====== Material

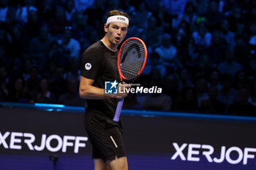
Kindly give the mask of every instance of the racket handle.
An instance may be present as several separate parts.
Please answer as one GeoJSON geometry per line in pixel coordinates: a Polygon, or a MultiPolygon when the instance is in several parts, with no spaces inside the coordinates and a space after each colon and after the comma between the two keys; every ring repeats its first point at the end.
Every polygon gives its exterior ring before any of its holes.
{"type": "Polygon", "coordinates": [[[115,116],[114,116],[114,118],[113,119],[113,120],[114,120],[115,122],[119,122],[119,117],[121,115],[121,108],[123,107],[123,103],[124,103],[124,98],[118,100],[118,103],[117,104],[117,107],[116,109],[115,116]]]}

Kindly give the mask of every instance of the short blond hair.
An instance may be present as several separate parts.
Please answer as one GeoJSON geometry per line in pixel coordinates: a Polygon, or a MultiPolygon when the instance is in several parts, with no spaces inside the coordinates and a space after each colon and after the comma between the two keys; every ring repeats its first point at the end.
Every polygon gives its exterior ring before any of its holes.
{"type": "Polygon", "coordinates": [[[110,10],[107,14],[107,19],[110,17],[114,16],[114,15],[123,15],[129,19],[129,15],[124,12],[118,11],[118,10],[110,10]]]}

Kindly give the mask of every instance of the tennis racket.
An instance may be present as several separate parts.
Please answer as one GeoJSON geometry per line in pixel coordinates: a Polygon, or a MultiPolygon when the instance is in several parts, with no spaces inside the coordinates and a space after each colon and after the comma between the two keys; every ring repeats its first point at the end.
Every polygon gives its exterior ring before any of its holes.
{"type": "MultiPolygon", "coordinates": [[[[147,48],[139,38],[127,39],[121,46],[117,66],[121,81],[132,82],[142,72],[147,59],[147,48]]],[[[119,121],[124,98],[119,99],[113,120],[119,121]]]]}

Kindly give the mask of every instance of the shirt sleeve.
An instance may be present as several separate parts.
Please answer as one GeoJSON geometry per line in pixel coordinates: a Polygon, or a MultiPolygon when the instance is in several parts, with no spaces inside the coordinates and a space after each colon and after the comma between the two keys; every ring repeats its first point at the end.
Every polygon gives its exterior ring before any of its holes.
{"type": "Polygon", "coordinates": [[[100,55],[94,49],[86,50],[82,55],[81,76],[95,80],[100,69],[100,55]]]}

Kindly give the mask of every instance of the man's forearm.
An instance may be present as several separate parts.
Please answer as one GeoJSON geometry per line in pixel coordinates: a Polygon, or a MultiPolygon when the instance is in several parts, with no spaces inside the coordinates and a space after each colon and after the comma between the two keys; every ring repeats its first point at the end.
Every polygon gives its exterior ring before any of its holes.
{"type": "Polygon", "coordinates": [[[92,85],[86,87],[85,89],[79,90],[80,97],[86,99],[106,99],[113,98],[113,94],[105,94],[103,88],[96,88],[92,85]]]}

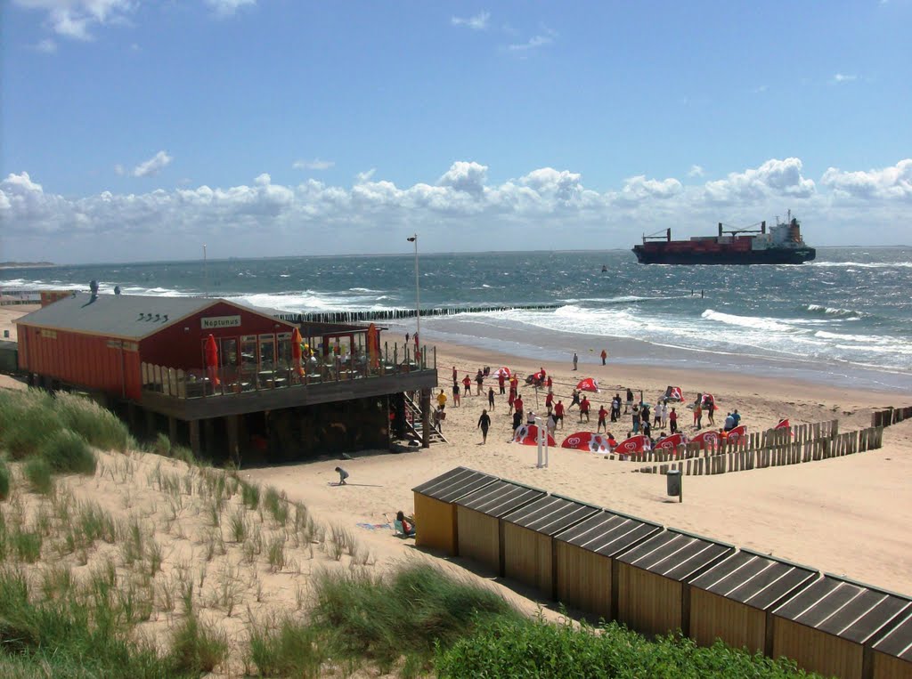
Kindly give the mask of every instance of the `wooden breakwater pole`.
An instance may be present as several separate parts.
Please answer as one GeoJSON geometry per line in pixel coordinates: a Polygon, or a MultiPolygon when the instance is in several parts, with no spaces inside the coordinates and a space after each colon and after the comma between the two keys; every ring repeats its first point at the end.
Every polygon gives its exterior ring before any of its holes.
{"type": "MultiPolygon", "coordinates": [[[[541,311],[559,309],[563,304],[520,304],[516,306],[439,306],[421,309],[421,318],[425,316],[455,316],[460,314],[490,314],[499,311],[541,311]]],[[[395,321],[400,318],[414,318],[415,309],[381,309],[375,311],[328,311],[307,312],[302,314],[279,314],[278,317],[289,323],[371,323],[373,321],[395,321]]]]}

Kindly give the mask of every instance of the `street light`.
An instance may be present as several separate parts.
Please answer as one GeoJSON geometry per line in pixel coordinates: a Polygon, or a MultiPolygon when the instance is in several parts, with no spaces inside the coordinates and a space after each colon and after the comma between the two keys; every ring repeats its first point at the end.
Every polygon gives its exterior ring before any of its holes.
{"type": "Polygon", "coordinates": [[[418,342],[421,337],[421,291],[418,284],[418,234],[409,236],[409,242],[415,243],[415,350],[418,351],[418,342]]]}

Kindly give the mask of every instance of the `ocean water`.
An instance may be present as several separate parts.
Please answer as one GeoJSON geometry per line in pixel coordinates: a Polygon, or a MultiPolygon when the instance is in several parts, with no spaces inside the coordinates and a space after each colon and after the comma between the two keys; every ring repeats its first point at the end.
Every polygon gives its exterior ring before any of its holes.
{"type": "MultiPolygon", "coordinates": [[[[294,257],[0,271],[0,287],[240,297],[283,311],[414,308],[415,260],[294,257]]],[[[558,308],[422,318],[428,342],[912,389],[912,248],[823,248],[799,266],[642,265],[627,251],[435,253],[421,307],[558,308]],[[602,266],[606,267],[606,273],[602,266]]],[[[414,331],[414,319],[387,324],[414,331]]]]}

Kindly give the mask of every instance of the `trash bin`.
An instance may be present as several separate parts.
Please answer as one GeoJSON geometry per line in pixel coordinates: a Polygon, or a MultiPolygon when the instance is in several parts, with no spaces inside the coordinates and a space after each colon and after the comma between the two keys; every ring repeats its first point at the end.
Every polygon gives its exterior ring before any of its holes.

============

→ **Exercise requirements**: Using the material above, return every line exactly as it appears, minus the pictures.

→ **The solution**:
Kindly give the mask of every instance of the racket handle.
An instance may be present as several separate parts.
Please answer as one GeoJSON geometry per line in pixel coordinates: a Polygon, or a MultiPolygon when the instance is in several parts, with no spaces inside the coordinates and a space after each colon and after the comma between the two keys; every ring repeats its first point at the end.
Every polygon gives its exterior ring before any of its holes.
{"type": "Polygon", "coordinates": [[[115,116],[114,116],[114,118],[113,119],[113,120],[114,120],[115,122],[119,122],[119,117],[121,115],[121,108],[123,107],[123,103],[124,103],[124,98],[118,100],[118,103],[117,104],[117,107],[116,109],[115,116]]]}

Kindly give the mask of every instance of the short blond hair.
An instance may be present as several separate parts.
Please answer as one GeoJSON geometry per line in pixel coordinates: a Polygon, or a MultiPolygon when the instance is in several parts, with no spaces inside the coordinates and a space after each colon and after the comma between the two keys; every ring repeats its first point at the end.
Every polygon gives its exterior ring before any of its holes.
{"type": "Polygon", "coordinates": [[[110,10],[107,14],[107,19],[110,17],[114,16],[114,15],[123,15],[129,19],[129,15],[124,12],[118,11],[118,10],[110,10]]]}

Kindly give the mask of every instance of the tennis racket.
An instance may be present as several separate parts.
Please answer as one GeoJSON geometry per line in pixel coordinates: a Polygon, or a MultiPolygon when the instance is in several parts, with no spaces inside the coordinates and a space after each colon and after the comma between the two keys; every ring repeats its first point at the end.
Every polygon gives its exterior ring before any of its holes.
{"type": "MultiPolygon", "coordinates": [[[[147,48],[139,38],[127,39],[121,46],[117,66],[121,81],[132,82],[142,72],[147,59],[147,48]]],[[[119,121],[124,98],[119,99],[113,120],[119,121]]]]}

Kindly give the mask of every instance of the shirt sleeve.
An instance may be present as several separate parts.
Please answer as one GeoJSON geometry per line in pixel coordinates: a Polygon, or a MultiPolygon when the instance is in several parts, with no spaces inside the coordinates and a space after each colon and after the comma between the two keys; every ring repeats its first point at the end.
Every polygon gives its exterior ring before any of its holes.
{"type": "Polygon", "coordinates": [[[100,55],[94,49],[86,50],[82,55],[81,76],[95,80],[100,69],[100,55]]]}

Kindly give the mask of every instance of the man's forearm.
An instance may be present as several separate parts.
Please answer as one GeoJSON geometry per line in pixel coordinates: a Polygon, or a MultiPolygon when the instance is in several parts, with no spaces inside the coordinates and a space after each colon and after the comma between the two keys; every ring repeats its first point at the end.
Every polygon gives its exterior ring before any of its holes.
{"type": "Polygon", "coordinates": [[[92,85],[86,87],[85,89],[79,90],[80,97],[86,99],[106,99],[113,98],[113,94],[105,94],[103,88],[96,88],[92,85]]]}

Kindly give the mask of every instance of the `wooden breakwater pole`.
An instance may be present as several separate parts.
Please answer as one GeoJSON geometry per line in pixel coordinates: a Polygon, or a MultiPolygon when the instance is in several parts, with no spaces inside the coordinates and a space after each colon and after the comma between the two keys; every ring repeats its first point at the end.
Every polygon gives its exterior ring before any of its holes.
{"type": "MultiPolygon", "coordinates": [[[[541,311],[559,309],[563,304],[520,304],[516,306],[439,306],[421,309],[421,318],[425,316],[455,316],[460,314],[490,314],[499,311],[541,311]]],[[[395,321],[400,318],[414,318],[415,309],[381,309],[375,311],[328,311],[307,312],[302,314],[279,314],[278,317],[289,323],[371,323],[373,321],[395,321]]]]}

Kindly give the mask of every instance of the `street light`.
An instance may be present as several separate parts.
Please answer as one GeoJSON geometry per line in pixel coordinates: a Polygon, or a MultiPolygon when the instance is in several parts, with no spaces inside the coordinates and a space after each colon and after the comma between the two keys; every ring repeats its first point at the end.
Every polygon gives its exterior ring before any of its holes.
{"type": "Polygon", "coordinates": [[[418,342],[421,337],[421,291],[418,284],[418,234],[409,236],[409,242],[415,243],[415,350],[418,351],[418,342]]]}

Kindly give the mask of every instance of the `ocean water`.
An instance may be present as several separate parts.
Please answer as one GeoJSON geometry per line in pixel coordinates: a Polygon, or a MultiPolygon when the instance is in several parts, with no spaces inside the coordinates and a space after each colon and after the comma between the two keys; every ring repeats its first point at the end.
Every polygon gives its exterior ring before any of its holes.
{"type": "MultiPolygon", "coordinates": [[[[294,257],[0,271],[0,287],[240,297],[283,311],[414,308],[415,260],[294,257]]],[[[558,308],[422,318],[428,342],[912,389],[912,248],[823,248],[799,266],[642,265],[627,251],[435,253],[421,307],[558,308]],[[602,266],[606,267],[606,273],[602,266]]],[[[414,331],[414,319],[387,324],[414,331]]]]}

Kindly give the mask of every instance of the `trash bin`.
An instance may be present as several separate parts.
Please answer as one GeoJSON geometry per line in pixel coordinates: a Polygon, or a MultiPolygon when the instance is in several parts, with no spaces inside the coordinates and a space after each colon and after the comma between the two keys; every ring repeats its first point at the end.
Every polygon gives its exterior ring before any of its holes.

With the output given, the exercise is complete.